Every line of the data must appear again in the answer, exactly as written.

START Provided entries

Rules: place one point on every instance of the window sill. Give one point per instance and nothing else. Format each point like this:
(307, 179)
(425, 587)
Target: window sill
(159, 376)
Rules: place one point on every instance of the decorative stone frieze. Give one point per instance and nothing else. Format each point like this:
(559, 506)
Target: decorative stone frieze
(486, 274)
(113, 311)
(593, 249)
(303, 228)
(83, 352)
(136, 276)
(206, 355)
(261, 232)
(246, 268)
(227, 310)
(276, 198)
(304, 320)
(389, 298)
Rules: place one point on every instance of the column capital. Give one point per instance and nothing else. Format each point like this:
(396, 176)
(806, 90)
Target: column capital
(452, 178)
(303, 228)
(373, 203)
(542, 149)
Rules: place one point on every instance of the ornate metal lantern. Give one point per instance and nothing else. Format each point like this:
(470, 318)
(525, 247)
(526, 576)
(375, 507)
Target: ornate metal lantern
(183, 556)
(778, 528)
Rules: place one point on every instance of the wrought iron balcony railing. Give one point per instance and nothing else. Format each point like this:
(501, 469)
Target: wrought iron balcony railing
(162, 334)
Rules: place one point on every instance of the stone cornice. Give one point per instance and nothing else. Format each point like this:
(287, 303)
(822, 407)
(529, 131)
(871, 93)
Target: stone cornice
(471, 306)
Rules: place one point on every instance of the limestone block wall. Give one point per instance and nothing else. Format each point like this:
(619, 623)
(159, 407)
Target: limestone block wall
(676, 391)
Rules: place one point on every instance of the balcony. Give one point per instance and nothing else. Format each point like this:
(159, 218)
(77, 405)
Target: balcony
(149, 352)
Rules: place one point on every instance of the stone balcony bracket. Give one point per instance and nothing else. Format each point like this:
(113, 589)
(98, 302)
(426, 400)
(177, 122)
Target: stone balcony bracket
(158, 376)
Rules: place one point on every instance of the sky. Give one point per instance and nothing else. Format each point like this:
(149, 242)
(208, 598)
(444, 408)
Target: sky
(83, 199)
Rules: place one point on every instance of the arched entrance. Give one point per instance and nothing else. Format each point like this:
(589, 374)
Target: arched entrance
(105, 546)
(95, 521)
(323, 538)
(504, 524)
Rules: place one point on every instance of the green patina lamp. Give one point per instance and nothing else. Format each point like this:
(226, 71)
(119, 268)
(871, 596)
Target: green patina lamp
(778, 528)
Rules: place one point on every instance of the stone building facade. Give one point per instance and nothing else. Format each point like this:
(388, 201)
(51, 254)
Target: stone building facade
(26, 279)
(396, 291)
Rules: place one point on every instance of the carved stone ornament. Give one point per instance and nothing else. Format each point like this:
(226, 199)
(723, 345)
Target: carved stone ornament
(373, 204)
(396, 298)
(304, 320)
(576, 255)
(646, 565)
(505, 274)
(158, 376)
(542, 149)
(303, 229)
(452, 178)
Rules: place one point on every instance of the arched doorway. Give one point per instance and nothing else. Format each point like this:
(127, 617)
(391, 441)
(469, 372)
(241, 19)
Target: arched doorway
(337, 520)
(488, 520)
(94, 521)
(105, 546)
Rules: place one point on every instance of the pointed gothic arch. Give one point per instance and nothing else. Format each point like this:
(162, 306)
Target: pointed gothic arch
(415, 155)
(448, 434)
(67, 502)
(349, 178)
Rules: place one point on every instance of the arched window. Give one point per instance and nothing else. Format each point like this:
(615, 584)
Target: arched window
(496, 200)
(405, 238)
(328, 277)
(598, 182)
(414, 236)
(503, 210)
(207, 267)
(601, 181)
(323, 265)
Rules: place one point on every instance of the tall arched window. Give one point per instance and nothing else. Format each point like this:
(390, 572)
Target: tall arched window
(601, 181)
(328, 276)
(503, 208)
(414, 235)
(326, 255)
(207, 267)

END Provided entries

Task result:
Rules: place one point on every instance of the window sill. Give one point per instance and nothing else. Format each point like this:
(307, 179)
(425, 587)
Target: window sill
(159, 376)
Rules: place one point on every instance of the decorative stone frieze. Give one point per instance and nothing else. Format each point like this:
(559, 506)
Target: decorative stone frieze
(486, 274)
(113, 311)
(593, 249)
(303, 228)
(83, 352)
(136, 276)
(206, 355)
(261, 232)
(246, 268)
(227, 310)
(276, 198)
(304, 320)
(389, 298)
Rules: place one point on every instance of the column capital. Give one point per instance and nothing else. Format each point like this:
(396, 176)
(806, 90)
Target: column capital
(452, 178)
(303, 228)
(373, 203)
(542, 149)
Rules: place one point on every instance of the ornate metal lantern. Give one point per instance and nothing else. Format each point like this:
(470, 318)
(525, 247)
(526, 576)
(375, 507)
Target: ornate metal lantern
(183, 556)
(778, 528)
Rules: place one point on every instance of the wrought iron balcony railing. Give one point per instance and nothing else. Format each point like this:
(501, 469)
Target: wrought iron balcony railing
(162, 334)
Rules: place one point on every instance of the stone cornice. Give one point per instance and nothing else. Format each point like this:
(287, 303)
(822, 407)
(529, 131)
(871, 93)
Target: stone cornice
(471, 306)
Rules: place one point on every instance of the limestone block wall. Give one point per instance and nothing else. Format each point like this:
(619, 623)
(159, 407)
Target: limestone block wall
(676, 391)
Rules: place one point on every instance of the balcony. Give one point per instance and nothing else. Format each point like this:
(159, 218)
(77, 405)
Target: balcony
(149, 352)
Rules: place one point on every instance of the stone balcony bracket. Give one point per instance and nothing else. Format each point like this:
(113, 589)
(98, 302)
(426, 400)
(177, 122)
Target: stone balcony bracket
(158, 376)
Rules: place one point on every instance of the sky. Give one point per instance and nothing else. Format each point like this:
(149, 242)
(208, 598)
(444, 408)
Target: sky
(83, 199)
Rules: place one point on every instance of the arched entrance. Give one point per instance and nothing else. Format each point like this:
(589, 374)
Target: arched entrance
(105, 546)
(95, 521)
(323, 538)
(504, 524)
Rules: place one point on every instance of the green patina lamp. Give one point per instance and nothing else. Format each point like this:
(226, 71)
(119, 268)
(871, 596)
Target: green patina lamp
(778, 528)
Rules: place one point on every instance of the stone building facade. Give one point per instance and nothing else. Format each point like this:
(388, 201)
(51, 254)
Target: stone building facade
(26, 279)
(396, 291)
Rules: place one point on every instance of the carved stone ornament. Give one point per instance and nothing else. Format each point like this:
(226, 199)
(723, 345)
Target: carved stone ornament
(373, 204)
(396, 298)
(304, 320)
(576, 255)
(646, 565)
(505, 274)
(158, 376)
(542, 149)
(303, 229)
(452, 178)
Rules: place one point on every instance of the arched doorway. Give one point per instance and nothing else. Format each point like this:
(127, 617)
(391, 441)
(469, 372)
(241, 19)
Target: arched doorway
(337, 520)
(488, 520)
(94, 521)
(105, 546)
Rules: place one point on every instance of the pointed gothic arch. Give one point per instance and nothing else. Format each point like this:
(162, 306)
Target: pointed gothic arch
(415, 155)
(448, 434)
(67, 502)
(349, 178)
Rules: place one point on every instance of the arched window. Give one point per instance and nothing else. Format each point like this:
(615, 584)
Target: arched window
(496, 200)
(405, 238)
(328, 277)
(598, 182)
(414, 236)
(503, 210)
(207, 267)
(601, 181)
(323, 265)
Rules: place one point on every instance of the tall arched window. Give one point per instance and nothing else. Format each point like this:
(390, 572)
Target: tall arched window
(601, 181)
(328, 276)
(503, 208)
(414, 235)
(326, 255)
(207, 267)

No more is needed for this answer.